Given exercise: Quote every line of the material beneath this one.

++++ Data records ++++

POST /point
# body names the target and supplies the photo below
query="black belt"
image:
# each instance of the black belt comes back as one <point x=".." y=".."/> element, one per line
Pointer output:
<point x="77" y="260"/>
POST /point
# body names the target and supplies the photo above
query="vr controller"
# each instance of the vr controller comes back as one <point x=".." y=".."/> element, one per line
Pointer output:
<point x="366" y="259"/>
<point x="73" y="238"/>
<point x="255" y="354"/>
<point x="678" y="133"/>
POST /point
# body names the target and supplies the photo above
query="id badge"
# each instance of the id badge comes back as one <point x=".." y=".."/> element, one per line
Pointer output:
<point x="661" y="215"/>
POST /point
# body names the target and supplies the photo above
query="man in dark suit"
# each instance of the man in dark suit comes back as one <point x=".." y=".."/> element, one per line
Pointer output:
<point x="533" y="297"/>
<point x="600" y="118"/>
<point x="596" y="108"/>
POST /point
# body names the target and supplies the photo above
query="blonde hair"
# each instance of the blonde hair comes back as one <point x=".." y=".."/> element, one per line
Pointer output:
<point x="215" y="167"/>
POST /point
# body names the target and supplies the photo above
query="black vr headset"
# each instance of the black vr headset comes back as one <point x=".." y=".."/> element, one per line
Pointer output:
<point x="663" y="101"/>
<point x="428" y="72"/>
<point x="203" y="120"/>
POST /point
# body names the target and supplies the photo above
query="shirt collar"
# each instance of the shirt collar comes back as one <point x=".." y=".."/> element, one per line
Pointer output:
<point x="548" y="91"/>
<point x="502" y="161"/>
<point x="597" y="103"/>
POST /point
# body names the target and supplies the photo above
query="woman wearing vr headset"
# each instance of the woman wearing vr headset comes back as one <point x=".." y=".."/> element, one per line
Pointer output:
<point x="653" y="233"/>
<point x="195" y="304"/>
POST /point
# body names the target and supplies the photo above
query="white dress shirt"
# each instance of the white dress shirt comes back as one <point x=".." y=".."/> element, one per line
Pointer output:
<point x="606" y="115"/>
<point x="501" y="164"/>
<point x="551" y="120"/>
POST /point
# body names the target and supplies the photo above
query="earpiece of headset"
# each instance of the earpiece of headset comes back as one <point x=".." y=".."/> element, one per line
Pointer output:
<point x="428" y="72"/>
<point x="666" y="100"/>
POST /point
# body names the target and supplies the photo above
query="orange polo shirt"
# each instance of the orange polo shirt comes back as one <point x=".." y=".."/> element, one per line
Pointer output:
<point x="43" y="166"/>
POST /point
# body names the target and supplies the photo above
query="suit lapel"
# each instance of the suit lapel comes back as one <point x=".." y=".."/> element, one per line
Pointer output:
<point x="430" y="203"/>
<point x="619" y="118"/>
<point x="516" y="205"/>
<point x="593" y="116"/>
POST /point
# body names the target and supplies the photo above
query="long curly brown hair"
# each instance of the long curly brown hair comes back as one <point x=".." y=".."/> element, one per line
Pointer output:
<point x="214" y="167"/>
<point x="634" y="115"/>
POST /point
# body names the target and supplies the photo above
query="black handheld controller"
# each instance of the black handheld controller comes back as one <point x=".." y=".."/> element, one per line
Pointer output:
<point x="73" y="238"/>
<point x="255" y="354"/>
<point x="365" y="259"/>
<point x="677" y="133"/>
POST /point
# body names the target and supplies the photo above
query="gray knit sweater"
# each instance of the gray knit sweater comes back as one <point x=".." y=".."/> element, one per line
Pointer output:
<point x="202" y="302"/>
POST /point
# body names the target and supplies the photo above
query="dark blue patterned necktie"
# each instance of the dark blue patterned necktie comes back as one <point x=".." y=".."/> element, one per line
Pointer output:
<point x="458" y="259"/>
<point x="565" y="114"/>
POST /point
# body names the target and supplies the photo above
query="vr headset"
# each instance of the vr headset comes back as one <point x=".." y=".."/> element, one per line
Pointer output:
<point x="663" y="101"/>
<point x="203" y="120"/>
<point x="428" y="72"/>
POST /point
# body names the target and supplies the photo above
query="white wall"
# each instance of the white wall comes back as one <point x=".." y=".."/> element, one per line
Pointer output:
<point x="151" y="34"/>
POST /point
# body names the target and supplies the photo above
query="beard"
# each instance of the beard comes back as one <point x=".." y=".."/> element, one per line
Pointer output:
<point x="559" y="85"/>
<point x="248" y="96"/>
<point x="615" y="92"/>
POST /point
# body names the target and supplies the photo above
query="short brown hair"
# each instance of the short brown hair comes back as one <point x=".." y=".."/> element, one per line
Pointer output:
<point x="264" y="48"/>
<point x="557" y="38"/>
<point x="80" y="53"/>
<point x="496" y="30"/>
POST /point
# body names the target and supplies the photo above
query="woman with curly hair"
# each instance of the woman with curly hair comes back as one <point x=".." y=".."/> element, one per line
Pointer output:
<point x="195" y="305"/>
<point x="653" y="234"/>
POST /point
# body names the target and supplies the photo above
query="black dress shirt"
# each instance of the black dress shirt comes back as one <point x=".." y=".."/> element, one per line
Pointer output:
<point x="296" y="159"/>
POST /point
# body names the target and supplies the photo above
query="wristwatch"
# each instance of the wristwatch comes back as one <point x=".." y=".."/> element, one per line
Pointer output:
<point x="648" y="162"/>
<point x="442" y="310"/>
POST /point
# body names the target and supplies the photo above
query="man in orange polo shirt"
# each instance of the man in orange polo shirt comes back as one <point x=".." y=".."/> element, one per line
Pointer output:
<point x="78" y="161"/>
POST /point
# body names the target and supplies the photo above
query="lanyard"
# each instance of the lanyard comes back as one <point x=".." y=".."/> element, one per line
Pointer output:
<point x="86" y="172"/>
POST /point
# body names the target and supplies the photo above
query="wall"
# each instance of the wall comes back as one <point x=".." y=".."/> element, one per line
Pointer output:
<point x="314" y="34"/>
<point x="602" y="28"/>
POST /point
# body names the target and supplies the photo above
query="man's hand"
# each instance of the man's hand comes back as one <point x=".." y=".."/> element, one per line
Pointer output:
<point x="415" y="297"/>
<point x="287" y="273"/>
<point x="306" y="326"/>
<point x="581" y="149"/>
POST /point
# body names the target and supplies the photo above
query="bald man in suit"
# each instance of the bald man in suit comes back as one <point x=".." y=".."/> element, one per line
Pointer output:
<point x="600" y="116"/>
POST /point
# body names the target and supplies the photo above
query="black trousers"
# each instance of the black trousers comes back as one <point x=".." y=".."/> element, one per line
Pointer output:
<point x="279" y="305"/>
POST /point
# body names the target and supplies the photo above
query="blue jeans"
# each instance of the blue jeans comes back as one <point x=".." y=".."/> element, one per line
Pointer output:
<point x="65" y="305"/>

++++

Answer to the exercise:
POST /point
# body names the target and supplies the photo below
query="black belt"
image:
# each instance of the black belt comes back as one <point x=".." y=".."/> element, one per line
Pointer output:
<point x="77" y="260"/>
POST /point
# body names the target and supplies the photo above
query="vr controller"
# each instance of the vr controller comes back as one <point x=".." y=".."/> element, one per line
Pointer output:
<point x="366" y="259"/>
<point x="73" y="238"/>
<point x="255" y="354"/>
<point x="678" y="133"/>
POST /point
# body names the target and supplies the photo above
query="id badge"
# each instance of the id badge comes back as one <point x=".." y=".."/> element, one per line
Pointer output:
<point x="661" y="215"/>
POST /point
# body names the target and supplies the photo above
query="man in dark suit"
# each instance of the man in dark suit comes back as one <point x=".." y=".."/> element, one per line
Pointer output:
<point x="533" y="297"/>
<point x="600" y="118"/>
<point x="596" y="108"/>
POST /point
# body names the target and supplies the photo above
query="blonde hair"
# each instance of the blonde hair comes back as one <point x=".." y=".."/> element, one per line
Pointer output:
<point x="215" y="167"/>
POST /point
# body names the target and supplies the photo above
query="black vr headset"
# each instance of the black vr headset comes back as one <point x=".." y=".."/> element, one per line
Pointer output:
<point x="663" y="101"/>
<point x="428" y="72"/>
<point x="203" y="120"/>
POST /point
# body names the target and supplies the photo above
query="shirt collar"
# each instance of the shirt collar comes back as one <point x=".." y=".."/> element, one per line
Pointer output:
<point x="548" y="91"/>
<point x="502" y="161"/>
<point x="597" y="103"/>
POST /point
# body names the target and supplies the photo above
query="woman wearing vr headset"
# each instance of the woman wearing vr headset comes back as one <point x=".." y=".."/> element, one per line
Pointer output:
<point x="653" y="233"/>
<point x="195" y="304"/>
POST /point
# body names the target and supplies the photo above
query="white dress shirt"
# each instance of the white dress shirt comes back as one <point x=".." y=".."/> element, one per line
Pointer output:
<point x="606" y="115"/>
<point x="501" y="164"/>
<point x="551" y="120"/>
POST /point
# body names the target and supplies the photo above
query="earpiece of headset"
# each instance of the earpiece of headset comes back as one <point x=".." y=".."/> element, one per line
Pointer output:
<point x="428" y="72"/>
<point x="666" y="100"/>
POST /point
# body names the target and supplies the photo above
query="orange polo shirt"
# each instance of the orange polo shirt comes back as one <point x=".." y=".."/> element, one per line
Pointer output:
<point x="43" y="166"/>
POST /point
# body names the target and supplies the photo above
query="suit lapel"
# each instance of the suit lapel comes back as one <point x=".." y=".."/> element, one per line
Pointer output:
<point x="430" y="203"/>
<point x="619" y="118"/>
<point x="516" y="205"/>
<point x="593" y="116"/>
POST /point
# body names the target and supplies the photo above
query="long curly brown hair"
# each instance of the long curly brown hair comes back as one <point x=".." y=".."/> element, one per line
Pointer output:
<point x="214" y="167"/>
<point x="634" y="115"/>
POST /point
# body names the target and supplies the photo above
query="black handheld controller"
# each instance of the black handheld controller comes back as one <point x=".." y=".."/> element, one per line
Pointer output:
<point x="73" y="238"/>
<point x="255" y="354"/>
<point x="365" y="259"/>
<point x="677" y="133"/>
POST /point
# body names the target and supplies the photo above
query="gray knit sweater"
# each instance of the gray knit sweater comes back as one <point x=".." y=".."/> element, one per line
Pointer output:
<point x="202" y="302"/>
POST /point
# body names the target and supplies the photo above
query="dark blue patterned necktie"
# each instance of the dark blue patterned necktie comes back as one <point x=".." y=".."/> element, one per line
Pointer output:
<point x="458" y="259"/>
<point x="565" y="114"/>
POST /point
# body names the target and supplies the photo above
query="vr headset"
# each instance of the vr headset comes back as one <point x=".." y=".."/> element, one per line
Pointer output:
<point x="663" y="101"/>
<point x="203" y="120"/>
<point x="428" y="72"/>
POST /point
# body names the target and supplies the photo above
query="white wall"
# each instance of the white wall comes back as one <point x=".." y=".."/> element, one per line
Pointer output:
<point x="151" y="34"/>
POST /point
# body names the target and supplies the photo above
query="beard"
# each instance of the beard comes back as one <point x=".." y=".."/> element, one per line
Pointer output:
<point x="559" y="85"/>
<point x="248" y="96"/>
<point x="615" y="92"/>
POST /point
# body names the target and supplies the photo above
query="short brown hair"
# each instance of the short brown hair comes back as one <point x=".." y=".."/> element, one per line
Pointer output:
<point x="264" y="48"/>
<point x="557" y="38"/>
<point x="80" y="53"/>
<point x="496" y="30"/>
POST /point
# body names the target and supplies the photo above
query="woman with curly hair"
# each instance of the woman with curly hair comes back as one <point x=".." y=".."/> element, one per line
Pointer output:
<point x="195" y="305"/>
<point x="653" y="234"/>
POST /point
# body names the target and supplies the photo above
query="black dress shirt"
# each instance of the black dress shirt comes back as one <point x=".." y=".."/> element, one per line
Pointer output:
<point x="296" y="159"/>
POST /point
# body names the target and supplies the photo above
query="wristwatch"
# each instance of the wristwatch comes back as one <point x=".." y=".."/> element, one per line
Pointer output:
<point x="648" y="162"/>
<point x="442" y="310"/>
POST /point
# body names the target and supplies the photo above
query="man in orange polo shirt"
# each instance of the man in orange polo shirt comes back as one <point x=".." y=".."/> element, one per line
Pointer output:
<point x="78" y="161"/>
POST /point
# body names the target and supplies the photo above
query="lanyard"
# each instance of the lanyard comes back as one <point x=".." y=".."/> element, one per line
Pointer output:
<point x="86" y="172"/>
POST /point
# body names the target and supplies the photo above
query="wall"
# each instance of the wall comes back as one <point x=".." y=".."/> element, one per line
Pointer output:
<point x="314" y="34"/>
<point x="602" y="28"/>
POST /point
# body names the target and supplies the photo above
query="man's hand"
# each instance of the man's hand comes back as one <point x=".." y=".."/> element, one per line
Pointer output:
<point x="415" y="297"/>
<point x="287" y="273"/>
<point x="306" y="326"/>
<point x="581" y="149"/>
POST /point
# body names the target and supplies the photo above
query="bald man in suit"
# each instance of the bald man in suit comes back as one <point x=".." y=".."/> element, one per line
Pointer output:
<point x="600" y="116"/>
POST /point
# body names the target and supplies the photo above
query="black trousers"
# each instance of the black trousers comes back as one <point x=".." y=".."/> element, one per line
Pointer output:
<point x="279" y="305"/>
POST /point
# body names the target and supplies the photo above
query="blue jeans"
# each instance of the blue jeans comes back as one <point x=".." y=".."/> element, one per line
Pointer output:
<point x="65" y="305"/>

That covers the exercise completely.